■ **Tarefas**:
a: Transcreva do texto sobre as responsabilidades parentais tudo o que vai de "O critério legal" até "Direitos da Criança.".
b: Prossiga o texto sobre as responsabilidades parentais a partir do ponto em que termina.

■ **Texto selecionado**:
Como é sabido, a regulação do exercício das responsabilidades parentais comporta três aspectos: a guarda, o regime de visitas e os alimentos.
O critério legal de atribuição ou repartição das responsabilidades parentais é, como se sabe, o “superior interesse da criança“ – artigos 1905.º do Cód. Civil, 42.º, n.º 1, do Regime Geral do Processo Tutelar Cível (RGPTC, supra citado) e 3.º, n.º 1, da Convenção Sobre os Direitos da Criança.
E o “interesse superior da criança“, enquanto conceito jurídico indeterminado carece de preenchimento valorativo, cuja concretização deve ter por referência os princípios constitucionais, como o direito da criança à protecção da sociedade e do Estado com vista ao seu desenvolvimento integral (art.º 69.º, n.º 1, da Constituição da República), reclamando uma análise sistémica e interdisciplinar da situação concreta de cada criança, na sua individualidade própria e envolvência (cf. acórdão da Relação de Coimbra, de 3/5/2006, disponível em www.dgsi.pt).

Dados de localização com um ponto por instância:
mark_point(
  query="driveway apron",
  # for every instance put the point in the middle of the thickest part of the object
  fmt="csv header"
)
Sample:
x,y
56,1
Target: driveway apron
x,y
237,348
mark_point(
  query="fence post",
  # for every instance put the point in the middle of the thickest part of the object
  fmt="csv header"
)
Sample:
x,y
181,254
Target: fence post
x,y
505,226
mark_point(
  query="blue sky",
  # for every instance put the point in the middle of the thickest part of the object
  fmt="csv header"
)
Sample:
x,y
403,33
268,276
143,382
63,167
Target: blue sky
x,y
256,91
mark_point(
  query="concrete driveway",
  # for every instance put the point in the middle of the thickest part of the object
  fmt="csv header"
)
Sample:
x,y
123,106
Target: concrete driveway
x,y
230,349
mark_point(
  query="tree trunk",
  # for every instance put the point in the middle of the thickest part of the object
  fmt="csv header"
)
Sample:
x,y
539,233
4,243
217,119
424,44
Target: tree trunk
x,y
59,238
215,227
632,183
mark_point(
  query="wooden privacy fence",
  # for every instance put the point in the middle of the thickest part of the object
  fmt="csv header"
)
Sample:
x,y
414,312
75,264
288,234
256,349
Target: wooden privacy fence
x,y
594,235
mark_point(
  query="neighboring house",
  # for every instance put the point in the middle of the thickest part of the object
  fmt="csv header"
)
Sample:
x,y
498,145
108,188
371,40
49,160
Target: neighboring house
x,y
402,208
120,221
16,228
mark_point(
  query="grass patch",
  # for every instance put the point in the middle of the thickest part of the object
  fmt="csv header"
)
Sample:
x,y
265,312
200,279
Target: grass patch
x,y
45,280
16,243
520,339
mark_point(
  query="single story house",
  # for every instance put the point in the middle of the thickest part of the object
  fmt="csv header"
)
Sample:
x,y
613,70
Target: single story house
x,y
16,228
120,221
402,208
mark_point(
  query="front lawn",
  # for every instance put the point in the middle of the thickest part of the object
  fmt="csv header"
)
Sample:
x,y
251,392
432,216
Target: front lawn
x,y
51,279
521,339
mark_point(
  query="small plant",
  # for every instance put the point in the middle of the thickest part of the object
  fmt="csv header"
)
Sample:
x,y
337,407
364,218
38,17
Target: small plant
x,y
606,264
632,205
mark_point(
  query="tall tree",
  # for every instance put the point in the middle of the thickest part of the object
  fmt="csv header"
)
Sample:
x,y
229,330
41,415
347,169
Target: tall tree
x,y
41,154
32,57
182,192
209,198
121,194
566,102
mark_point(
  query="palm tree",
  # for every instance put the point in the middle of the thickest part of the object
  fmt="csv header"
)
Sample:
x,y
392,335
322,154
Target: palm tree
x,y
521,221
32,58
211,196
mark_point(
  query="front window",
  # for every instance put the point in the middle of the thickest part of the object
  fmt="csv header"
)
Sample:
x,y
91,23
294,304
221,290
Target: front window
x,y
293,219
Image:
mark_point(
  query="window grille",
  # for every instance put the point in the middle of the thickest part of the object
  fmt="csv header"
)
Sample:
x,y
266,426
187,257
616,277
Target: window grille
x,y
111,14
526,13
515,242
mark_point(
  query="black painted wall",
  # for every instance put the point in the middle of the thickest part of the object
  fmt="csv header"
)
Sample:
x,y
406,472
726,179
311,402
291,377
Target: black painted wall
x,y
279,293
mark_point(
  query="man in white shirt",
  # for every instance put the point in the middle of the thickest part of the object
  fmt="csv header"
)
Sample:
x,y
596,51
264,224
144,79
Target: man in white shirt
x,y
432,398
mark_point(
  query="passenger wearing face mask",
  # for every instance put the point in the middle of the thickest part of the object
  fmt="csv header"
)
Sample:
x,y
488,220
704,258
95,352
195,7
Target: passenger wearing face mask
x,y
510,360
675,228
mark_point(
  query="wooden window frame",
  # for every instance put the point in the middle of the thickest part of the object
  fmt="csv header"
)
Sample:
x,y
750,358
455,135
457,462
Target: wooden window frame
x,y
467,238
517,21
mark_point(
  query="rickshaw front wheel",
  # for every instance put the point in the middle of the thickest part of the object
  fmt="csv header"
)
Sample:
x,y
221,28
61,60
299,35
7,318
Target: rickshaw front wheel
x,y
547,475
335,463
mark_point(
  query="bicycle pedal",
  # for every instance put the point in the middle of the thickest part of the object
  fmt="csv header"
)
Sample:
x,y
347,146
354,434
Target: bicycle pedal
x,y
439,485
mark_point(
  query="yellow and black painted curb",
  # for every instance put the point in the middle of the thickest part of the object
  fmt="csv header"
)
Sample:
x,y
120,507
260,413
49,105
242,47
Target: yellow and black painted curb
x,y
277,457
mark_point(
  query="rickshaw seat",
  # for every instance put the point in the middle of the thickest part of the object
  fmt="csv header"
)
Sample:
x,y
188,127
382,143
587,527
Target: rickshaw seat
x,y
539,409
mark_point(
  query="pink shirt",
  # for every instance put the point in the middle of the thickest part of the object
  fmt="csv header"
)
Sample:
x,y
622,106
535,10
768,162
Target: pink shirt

■ **Respostas das atividades**:
a:
O critério legal de atribuição ou repartição das responsabilidades parentais é, como se sabe, o “superior interesse da criança“ – artigos 1905.º do Cód. Civil, 42.º, n.º 1, do Regime Geral do Processo Tutelar Cível (RGPTC, supra citado) e 3.º, n.º 1, da Convenção Sobre os Direitos da Criança.

b:
O exercício das responsabilidades parentais deve ter presente ainda o princípio da dignidade da pessoa humana, legitimador do menor enquanto sujeito de direitos e não como mero objecto, o princípio da continuidade das relações familiares e da convivência familiar e o princípio da igualdade dos pais.
Deve, ainda, promover a cooperação dos pais no bem-estar emocional da criança, exaurindo qualquer factor propiciador da hostilidade psicológica dos progenitores.
Daí que a lei privilegie a consensualização, ou seja que os conflitos familiares sejam dirimidos por via do consenso, com recurso a audição técnica especializada e ou à mediação [com o consentimento das partes], sempre que necessário – art.ºs 4.º, n.º 1, 23.º e 44.º, alínea b), do RGPTC.
Na ausência desse consenso, repete-se, o Tribunal tem de decidir tendo sempre como pano de fundo o superior interesse da criança.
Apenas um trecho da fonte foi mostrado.